Task:
Print the entire listing below verbatim, leaving out the pictures.

-----

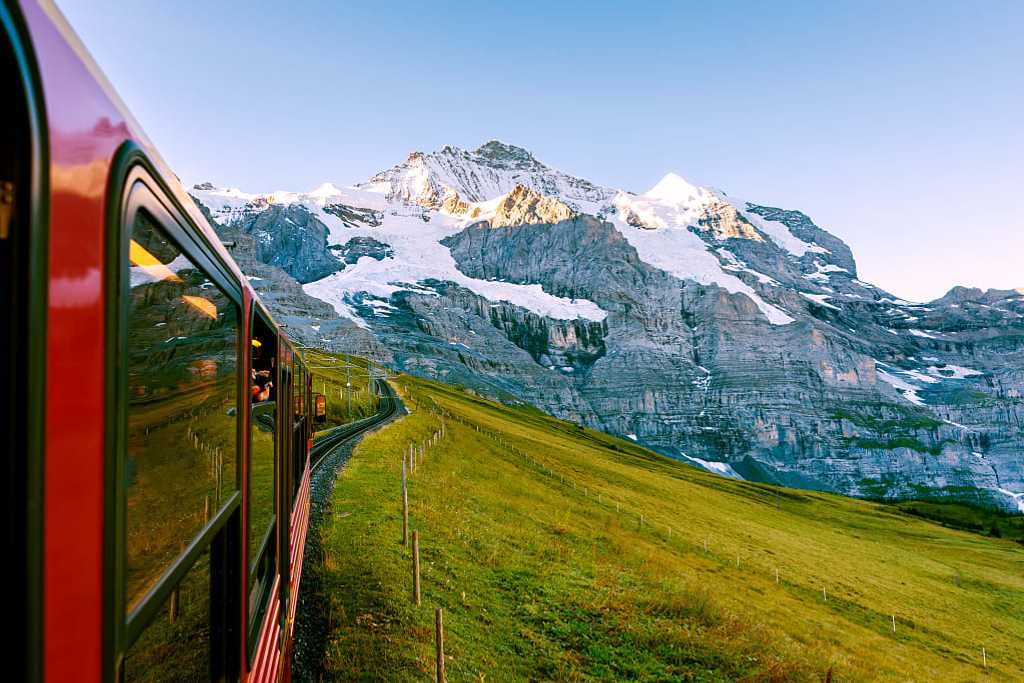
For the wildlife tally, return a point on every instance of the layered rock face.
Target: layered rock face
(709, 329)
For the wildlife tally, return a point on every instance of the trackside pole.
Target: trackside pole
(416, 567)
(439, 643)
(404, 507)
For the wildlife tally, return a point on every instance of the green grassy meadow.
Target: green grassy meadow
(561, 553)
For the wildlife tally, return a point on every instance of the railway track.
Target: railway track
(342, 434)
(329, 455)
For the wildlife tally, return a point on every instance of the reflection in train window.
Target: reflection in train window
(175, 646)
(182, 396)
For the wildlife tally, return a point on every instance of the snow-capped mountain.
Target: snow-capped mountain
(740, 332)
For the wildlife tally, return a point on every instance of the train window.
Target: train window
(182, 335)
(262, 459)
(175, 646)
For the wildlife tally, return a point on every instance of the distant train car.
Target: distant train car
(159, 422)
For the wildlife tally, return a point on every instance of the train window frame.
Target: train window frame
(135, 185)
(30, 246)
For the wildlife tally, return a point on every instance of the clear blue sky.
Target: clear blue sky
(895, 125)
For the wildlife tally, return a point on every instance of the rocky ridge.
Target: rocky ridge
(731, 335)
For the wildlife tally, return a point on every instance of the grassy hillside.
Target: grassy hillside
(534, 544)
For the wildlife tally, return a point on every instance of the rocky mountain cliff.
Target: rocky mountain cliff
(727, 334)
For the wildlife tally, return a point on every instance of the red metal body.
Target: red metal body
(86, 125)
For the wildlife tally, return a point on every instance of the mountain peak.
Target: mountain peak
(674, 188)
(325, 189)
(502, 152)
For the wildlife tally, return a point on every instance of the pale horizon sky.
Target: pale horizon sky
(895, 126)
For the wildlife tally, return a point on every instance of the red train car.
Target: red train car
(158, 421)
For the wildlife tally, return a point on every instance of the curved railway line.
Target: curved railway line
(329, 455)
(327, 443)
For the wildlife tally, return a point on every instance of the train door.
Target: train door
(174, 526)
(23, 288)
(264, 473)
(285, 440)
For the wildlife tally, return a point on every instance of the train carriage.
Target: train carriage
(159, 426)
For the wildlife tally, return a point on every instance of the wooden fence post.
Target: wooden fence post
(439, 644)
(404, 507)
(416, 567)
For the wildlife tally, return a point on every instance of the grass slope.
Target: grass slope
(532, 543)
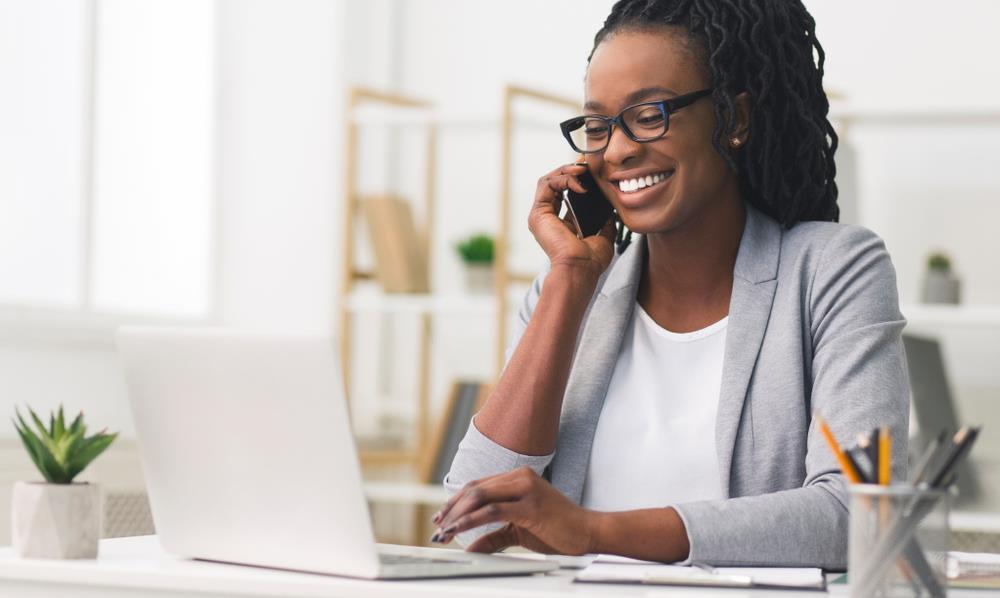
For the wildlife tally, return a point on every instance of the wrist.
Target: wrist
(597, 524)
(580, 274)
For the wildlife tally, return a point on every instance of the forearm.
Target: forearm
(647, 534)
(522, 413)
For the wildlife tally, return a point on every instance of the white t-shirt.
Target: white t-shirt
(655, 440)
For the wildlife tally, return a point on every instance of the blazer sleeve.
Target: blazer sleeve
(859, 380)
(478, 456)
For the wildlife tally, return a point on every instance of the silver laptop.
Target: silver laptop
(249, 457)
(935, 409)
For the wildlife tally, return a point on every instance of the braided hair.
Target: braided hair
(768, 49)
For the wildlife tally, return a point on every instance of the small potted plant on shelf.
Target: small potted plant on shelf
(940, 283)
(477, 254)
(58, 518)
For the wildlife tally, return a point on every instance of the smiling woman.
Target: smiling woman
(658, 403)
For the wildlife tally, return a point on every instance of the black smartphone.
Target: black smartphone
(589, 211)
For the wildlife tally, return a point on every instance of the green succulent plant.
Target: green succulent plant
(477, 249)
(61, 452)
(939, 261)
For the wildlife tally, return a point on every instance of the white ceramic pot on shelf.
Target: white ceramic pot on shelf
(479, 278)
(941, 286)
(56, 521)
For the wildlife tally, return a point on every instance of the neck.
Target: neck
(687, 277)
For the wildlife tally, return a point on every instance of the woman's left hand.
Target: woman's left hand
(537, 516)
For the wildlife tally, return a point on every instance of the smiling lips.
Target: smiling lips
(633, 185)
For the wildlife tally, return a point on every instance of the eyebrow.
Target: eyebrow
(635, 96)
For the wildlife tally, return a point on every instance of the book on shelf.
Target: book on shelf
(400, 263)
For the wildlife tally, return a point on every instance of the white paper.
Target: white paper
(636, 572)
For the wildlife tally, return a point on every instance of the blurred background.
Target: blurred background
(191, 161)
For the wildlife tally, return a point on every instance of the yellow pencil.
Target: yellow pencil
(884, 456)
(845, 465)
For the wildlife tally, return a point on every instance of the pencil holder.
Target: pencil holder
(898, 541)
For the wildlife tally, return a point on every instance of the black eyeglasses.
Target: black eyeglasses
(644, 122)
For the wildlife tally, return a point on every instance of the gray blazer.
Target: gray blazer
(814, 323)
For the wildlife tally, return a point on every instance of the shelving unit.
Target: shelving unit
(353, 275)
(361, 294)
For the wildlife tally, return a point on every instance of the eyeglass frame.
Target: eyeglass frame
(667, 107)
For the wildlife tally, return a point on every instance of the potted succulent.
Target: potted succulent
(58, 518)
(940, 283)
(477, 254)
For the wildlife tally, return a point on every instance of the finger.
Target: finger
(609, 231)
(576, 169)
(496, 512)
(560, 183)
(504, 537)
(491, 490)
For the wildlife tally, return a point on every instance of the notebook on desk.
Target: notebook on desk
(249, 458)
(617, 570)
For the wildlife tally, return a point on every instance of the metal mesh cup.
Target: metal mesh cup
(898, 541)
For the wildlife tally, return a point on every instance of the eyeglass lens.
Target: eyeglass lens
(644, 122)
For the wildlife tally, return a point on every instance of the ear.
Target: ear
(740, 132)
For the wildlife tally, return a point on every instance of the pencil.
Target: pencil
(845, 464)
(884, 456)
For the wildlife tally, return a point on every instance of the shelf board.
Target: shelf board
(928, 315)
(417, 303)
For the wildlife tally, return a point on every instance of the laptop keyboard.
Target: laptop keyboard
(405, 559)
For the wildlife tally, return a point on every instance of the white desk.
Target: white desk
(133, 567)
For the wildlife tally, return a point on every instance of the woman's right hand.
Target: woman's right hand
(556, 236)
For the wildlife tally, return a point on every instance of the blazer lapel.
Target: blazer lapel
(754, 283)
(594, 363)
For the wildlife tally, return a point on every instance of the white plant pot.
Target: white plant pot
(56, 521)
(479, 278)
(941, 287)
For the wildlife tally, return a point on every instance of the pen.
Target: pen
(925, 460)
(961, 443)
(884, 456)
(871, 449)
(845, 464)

-----

Written answer:
For the wildlife tally, return a point on every instance of the layered rock face.
Target: layered rock face
(709, 329)
For the wildlife tally, return a point on every instance of the trackside pole.
Target: trackside pole
(416, 567)
(439, 643)
(404, 507)
For the wildlife tally, return a point on every instance of the green grassy meadow.
Target: green grassy meadow
(561, 553)
For the wildlife tally, return a point on every instance of the railway track.
Target: railway track
(342, 434)
(329, 455)
For the wildlife tally, return a point on every instance of the reflection in train window.
Target: reflection in train window
(175, 646)
(182, 396)
For the wildlife tally, return a point on every instance of the snow-capped mountain.
Target: snow-capped mountain
(740, 332)
For the wildlife tally, return a point on every instance of the train window.
Target: train window
(182, 335)
(262, 459)
(175, 646)
For the wildlife tally, return a point on every instance of the distant train car.
Target: distant train car
(159, 422)
For the wildlife tally, return a point on every instance of the train window frame.
Target: train window frame
(135, 185)
(30, 246)
For the wildlife tally, return a point on every instance of the clear blue sky.
Target: clear blue sky
(895, 125)
For the wildlife tally, return a point on every instance of the rocky ridge.
Target: rocky ridge
(731, 335)
For the wildlife tally, return a point on every instance of the grassy hillside.
Target: grassy hillside
(534, 544)
For the wildlife tally, return a point on every instance of the rocky mountain cliff.
Target: rocky mountain cliff
(727, 334)
For the wildlife tally, return a point on every instance of the red metal body.
Target: red metal body
(86, 125)
For the wildlife tally, return a point on every instance of the mountain peak.
Target: mountain peak
(674, 188)
(325, 189)
(502, 152)
For the wildlife tally, return a point on every instance of the pale horizon sky.
Target: pale horizon sky
(895, 126)
For the wildlife tally, return a point on every instance of the red train car.
Target: red train car
(158, 421)
For the wildlife tally, return a point on every instance of the curved railway line.
Target: curved railway line
(329, 455)
(327, 443)
For the wildlife tally, return a point on every instance of the train door.
Target: train door
(174, 526)
(23, 288)
(264, 473)
(285, 440)
For the wildlife tally, return a point on every instance of the train carriage.
Target: train carriage
(159, 426)
For the wildlife tally, return a point on every instance of the wooden fence post.
Target: wooden fence post
(439, 644)
(404, 507)
(416, 567)
For the wildlife tally, return a point on every instance of the grass slope.
Target: grass slope
(532, 543)
For the wildlife tally, return a point on every instance of the wrist.
Target: wrist
(597, 524)
(580, 274)
For the wildlife tally, return a point on every instance of the forearm.
Target: forearm
(647, 534)
(522, 413)
For the wildlife tally, return a point on every instance of the white t-shirt.
Target: white t-shirt
(655, 440)
For the wildlife tally, return a point on every instance of the blazer sleeve.
Target: blazer sleeve
(859, 380)
(478, 456)
For the wildlife tally, return a point on every instance of the silver laptop.
Target: silver laptop
(249, 457)
(935, 409)
For the wildlife tally, return a point on every instance of the braided hair.
Target: braided hair
(768, 49)
For the wildlife tally, return a point on every instance of the small potted plant on shelf.
Target: small potted plant on shelf
(940, 283)
(477, 254)
(58, 518)
For the wildlife tally, return a point on every instance of the smiling woman.
Target: smiling woman
(658, 403)
For the wildlife tally, return a point on every instance of the black smartphone.
Target: black smartphone
(589, 211)
For the wildlife tally, return a point on every instance of the green succulent plant.
Target: green succulent plant
(477, 249)
(61, 452)
(939, 261)
For the wildlife tally, return a point on every instance of the white ceramic pot on shelf.
Target: white ceramic pot on shelf
(479, 278)
(941, 286)
(56, 521)
For the wildlife tally, return a point on every instance of the neck.
Target: neck
(687, 277)
For the wildlife tally, return a point on every instance of the woman's left hand.
Target: woman's left hand
(537, 516)
For the wildlife tally, return a point on every instance of the smiling lips.
Target: smiling lips
(633, 185)
For the wildlife tally, return a point on every instance of the eyebrow.
Target: eyebrow
(635, 96)
For the wildlife tally, return a point on every instance of the book on shelf.
Target: book on shelf
(400, 263)
For the wildlife tally, return a point on every instance of the white paper.
Target: white paper
(636, 572)
For the wildlife tally, return a point on every instance of the blurred background.
Target: blurred background
(191, 161)
For the wildlife tally, return a point on every instance of the yellow pencil.
Target: yellow pencil
(884, 456)
(845, 465)
For the wildlife tally, return a point on every instance of the pencil holder.
Target: pencil holder
(898, 541)
For the wildlife tally, return a point on every instance of the black eyeglasses.
Target: black eyeglasses
(644, 122)
For the wildlife tally, return a point on every instance of the gray blazer.
Target: gray blazer
(814, 323)
For the wildlife tally, return a point on every instance of the shelving unit.
Target: shelving unit
(353, 275)
(361, 294)
For the wildlife tally, return a point on every instance of the eyeglass frame.
Target: eyeglass frame
(667, 107)
For the wildlife tally, return a point on every instance of the potted succulent.
Target: potted succulent
(58, 518)
(940, 283)
(477, 254)
For the wildlife tally, return a point on every instance of the finger.
Target: finger
(609, 231)
(576, 169)
(496, 512)
(560, 183)
(504, 537)
(491, 490)
For the wildlife tally, return a point on every instance of the notebook on desk.
Target: notebook on desk
(249, 458)
(617, 570)
For the wildlife tally, return a point on every instance of the metal mesh cup.
Target: metal mesh cup
(898, 541)
For the wildlife tally, return a point on every instance of the eyeglass lens.
Target: eyeglass lens
(644, 122)
For the wildlife tally, return a point on every instance of the ear.
Target: ear
(740, 132)
For the wildlife tally, return a point on every instance of the pencil.
Target: pencil
(845, 464)
(884, 456)
For the wildlife tally, return a point on every instance of the shelf board.
Target: shelf board
(928, 315)
(417, 303)
For the wildlife tally, return a point on every instance of the laptop keyboard.
Target: laptop keyboard
(405, 559)
For the wildlife tally, return a point on every instance of the white desk.
Target: white desk
(133, 567)
For the wildlife tally, return a point on every instance of the woman's right hand.
Target: woman's right hand
(556, 236)
For the wildlife tally, return a point on every instance of the blazer lapel.
Target: blazer lapel
(754, 283)
(594, 363)
For the wildlife tally, return a point on every instance of the white plant pot.
Target: white plant pot
(56, 521)
(479, 278)
(941, 287)
For the wildlife tally, return a point on every instance of the pen.
Target: pen
(925, 460)
(961, 443)
(884, 456)
(871, 449)
(845, 464)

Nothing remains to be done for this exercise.